Copy out the lines below word for word, with nothing changed.

--- begin ---

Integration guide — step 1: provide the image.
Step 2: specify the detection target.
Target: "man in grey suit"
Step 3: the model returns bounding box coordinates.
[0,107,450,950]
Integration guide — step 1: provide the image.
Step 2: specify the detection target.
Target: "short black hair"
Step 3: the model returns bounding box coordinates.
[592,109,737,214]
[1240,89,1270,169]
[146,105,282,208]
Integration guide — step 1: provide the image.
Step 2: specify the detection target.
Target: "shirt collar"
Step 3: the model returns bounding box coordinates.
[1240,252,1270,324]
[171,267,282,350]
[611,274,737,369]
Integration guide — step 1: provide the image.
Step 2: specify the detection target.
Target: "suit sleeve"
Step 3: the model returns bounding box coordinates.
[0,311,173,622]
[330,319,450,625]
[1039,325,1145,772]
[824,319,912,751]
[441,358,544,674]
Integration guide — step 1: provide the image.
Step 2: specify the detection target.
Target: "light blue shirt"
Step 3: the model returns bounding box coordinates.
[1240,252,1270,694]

--- end ---

Expected output:
Integration guide — step 1: provide the image.
Step 2: specify the detection target.
Target: "man in grey suit"
Step 3: the model returns bounding box coordinates.
[0,107,450,950]
Integration guide — step 1: provide the image.
Step 2: specify the detection target.
Target: "short black hair"
Step 3: the model returns bounding box coordinates.
[592,109,737,214]
[1240,89,1270,169]
[146,105,282,208]
Integration guide — step 1: provide the image.
Step 2: specify the detection target.
Target: "shirt collar"
Step 3: the model returns bounding box coordinates.
[1240,252,1270,324]
[171,267,282,350]
[611,274,737,369]
Integration guide — step 1: provide the image.
Step 2: specify the detection target.
Target: "suit sleeve"
Step 3: the model returns bounding box coordinates.
[0,311,173,622]
[330,319,450,625]
[1039,325,1145,772]
[824,319,912,751]
[441,358,544,674]
Integration guide — step 1: provide the image.
Step 2: specify the detection target.
Target: "light blue shirt"
Step 3: the model returns bounding box coordinates.
[1240,252,1270,694]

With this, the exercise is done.